EXERCISE TASK — Transcribe the tail of the listing: start at the line containing "For the benchmark card, identify each instance of the sandy" and stop after the last line, keeping every character as is and adding nothing.

DATASET ROWS —
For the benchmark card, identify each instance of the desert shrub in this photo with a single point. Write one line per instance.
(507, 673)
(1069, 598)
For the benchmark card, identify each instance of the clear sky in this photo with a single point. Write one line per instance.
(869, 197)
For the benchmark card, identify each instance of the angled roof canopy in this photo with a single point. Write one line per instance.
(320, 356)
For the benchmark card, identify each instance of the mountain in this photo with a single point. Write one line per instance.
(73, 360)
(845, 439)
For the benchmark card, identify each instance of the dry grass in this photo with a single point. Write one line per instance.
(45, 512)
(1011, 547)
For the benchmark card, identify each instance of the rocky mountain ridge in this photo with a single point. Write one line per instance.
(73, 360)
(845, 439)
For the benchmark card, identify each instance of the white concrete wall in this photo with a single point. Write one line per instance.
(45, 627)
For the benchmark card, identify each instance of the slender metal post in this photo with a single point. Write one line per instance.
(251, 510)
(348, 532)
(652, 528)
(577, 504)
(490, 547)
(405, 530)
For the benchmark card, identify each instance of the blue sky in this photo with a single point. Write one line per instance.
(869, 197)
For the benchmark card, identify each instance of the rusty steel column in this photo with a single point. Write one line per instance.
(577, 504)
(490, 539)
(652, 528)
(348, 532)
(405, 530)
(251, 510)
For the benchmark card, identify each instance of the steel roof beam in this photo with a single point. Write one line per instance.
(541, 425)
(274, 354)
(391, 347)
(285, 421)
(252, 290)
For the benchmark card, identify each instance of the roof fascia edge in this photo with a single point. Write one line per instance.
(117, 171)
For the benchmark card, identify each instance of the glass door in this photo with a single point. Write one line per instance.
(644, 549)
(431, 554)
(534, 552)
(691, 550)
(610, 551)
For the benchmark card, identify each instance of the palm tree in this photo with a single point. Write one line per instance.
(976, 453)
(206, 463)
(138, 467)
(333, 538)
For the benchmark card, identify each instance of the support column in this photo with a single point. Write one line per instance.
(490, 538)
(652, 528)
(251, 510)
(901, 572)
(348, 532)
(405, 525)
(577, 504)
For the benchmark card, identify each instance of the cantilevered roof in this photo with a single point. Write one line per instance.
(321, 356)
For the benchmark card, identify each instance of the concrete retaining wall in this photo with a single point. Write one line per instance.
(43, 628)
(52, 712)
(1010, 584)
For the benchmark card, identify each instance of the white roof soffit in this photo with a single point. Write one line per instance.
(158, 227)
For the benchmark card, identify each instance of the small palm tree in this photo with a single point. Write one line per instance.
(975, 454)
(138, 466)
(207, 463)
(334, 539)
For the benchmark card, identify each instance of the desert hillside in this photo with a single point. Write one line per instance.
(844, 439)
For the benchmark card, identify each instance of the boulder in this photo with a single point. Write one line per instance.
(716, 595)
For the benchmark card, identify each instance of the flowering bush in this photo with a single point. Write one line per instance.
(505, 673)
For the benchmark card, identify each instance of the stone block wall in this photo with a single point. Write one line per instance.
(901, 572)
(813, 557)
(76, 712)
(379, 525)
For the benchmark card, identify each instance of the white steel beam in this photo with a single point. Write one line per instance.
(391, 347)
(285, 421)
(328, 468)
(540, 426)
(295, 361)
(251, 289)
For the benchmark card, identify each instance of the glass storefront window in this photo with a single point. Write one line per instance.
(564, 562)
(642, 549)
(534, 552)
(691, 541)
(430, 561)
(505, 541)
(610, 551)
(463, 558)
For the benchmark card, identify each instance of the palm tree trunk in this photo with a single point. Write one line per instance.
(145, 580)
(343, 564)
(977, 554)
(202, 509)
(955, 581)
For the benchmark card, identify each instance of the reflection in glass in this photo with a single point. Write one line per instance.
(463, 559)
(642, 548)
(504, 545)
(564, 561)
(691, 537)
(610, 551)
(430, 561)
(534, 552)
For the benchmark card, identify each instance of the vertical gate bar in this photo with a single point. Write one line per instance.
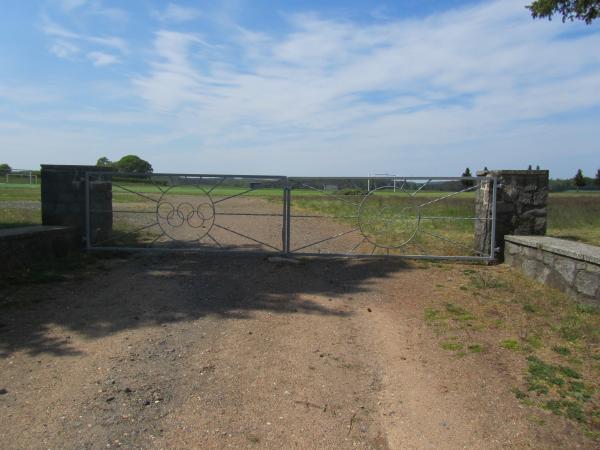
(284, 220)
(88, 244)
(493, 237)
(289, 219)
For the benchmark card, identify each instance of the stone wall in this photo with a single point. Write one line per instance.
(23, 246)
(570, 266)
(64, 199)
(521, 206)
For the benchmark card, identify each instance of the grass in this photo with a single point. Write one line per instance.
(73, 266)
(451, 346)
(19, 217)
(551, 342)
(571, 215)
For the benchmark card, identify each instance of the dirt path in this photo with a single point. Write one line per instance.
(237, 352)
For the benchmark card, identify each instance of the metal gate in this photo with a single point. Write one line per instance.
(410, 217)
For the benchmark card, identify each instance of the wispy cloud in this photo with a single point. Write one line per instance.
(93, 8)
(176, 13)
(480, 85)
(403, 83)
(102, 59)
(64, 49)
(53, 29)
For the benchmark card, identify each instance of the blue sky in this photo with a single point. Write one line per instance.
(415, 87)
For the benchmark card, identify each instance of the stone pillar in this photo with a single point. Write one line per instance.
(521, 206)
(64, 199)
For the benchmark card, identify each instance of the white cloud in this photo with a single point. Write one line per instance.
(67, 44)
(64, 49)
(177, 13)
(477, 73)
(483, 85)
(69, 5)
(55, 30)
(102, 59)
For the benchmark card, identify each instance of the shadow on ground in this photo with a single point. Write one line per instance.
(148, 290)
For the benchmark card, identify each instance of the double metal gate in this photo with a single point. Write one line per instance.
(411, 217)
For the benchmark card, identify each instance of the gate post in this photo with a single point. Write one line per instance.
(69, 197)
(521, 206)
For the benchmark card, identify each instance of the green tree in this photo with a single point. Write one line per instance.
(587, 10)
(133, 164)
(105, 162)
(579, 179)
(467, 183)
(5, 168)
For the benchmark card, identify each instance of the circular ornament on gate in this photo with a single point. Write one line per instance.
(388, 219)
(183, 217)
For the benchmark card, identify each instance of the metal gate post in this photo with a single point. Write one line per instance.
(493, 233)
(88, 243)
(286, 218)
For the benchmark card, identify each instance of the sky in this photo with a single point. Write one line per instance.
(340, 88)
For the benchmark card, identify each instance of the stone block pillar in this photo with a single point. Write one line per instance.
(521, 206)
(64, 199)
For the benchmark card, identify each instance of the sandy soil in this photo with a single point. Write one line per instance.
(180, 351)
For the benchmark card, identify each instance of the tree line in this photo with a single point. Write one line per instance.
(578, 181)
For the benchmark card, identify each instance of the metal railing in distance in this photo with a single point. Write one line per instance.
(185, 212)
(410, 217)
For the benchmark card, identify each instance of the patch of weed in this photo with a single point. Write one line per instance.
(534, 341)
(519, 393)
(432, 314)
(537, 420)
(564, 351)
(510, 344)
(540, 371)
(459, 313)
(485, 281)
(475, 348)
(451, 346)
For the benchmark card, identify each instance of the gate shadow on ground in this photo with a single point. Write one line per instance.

EXERCISE RESPONSE —
For the benchmark card, identify each instance of the sandy soil in this photo with a single point. Write one line per instance.
(180, 351)
For the benchmark card, identify each instance of the tree line in this photo with a single point. Write one line per instance.
(578, 181)
For the benchmark card, identify each instance of the metal railing in distance in this photo with a single point. Write one line per instance.
(185, 212)
(410, 217)
For the benchmark card, identify each instance of the patch of weed in this photo with a single point. Write one line per instance.
(534, 341)
(519, 393)
(432, 314)
(537, 420)
(564, 351)
(510, 344)
(540, 371)
(459, 313)
(485, 281)
(475, 348)
(451, 346)
For the benchmark card, identify each instance of the gate shadow on ground in this photo with a single point. Write one line per instance.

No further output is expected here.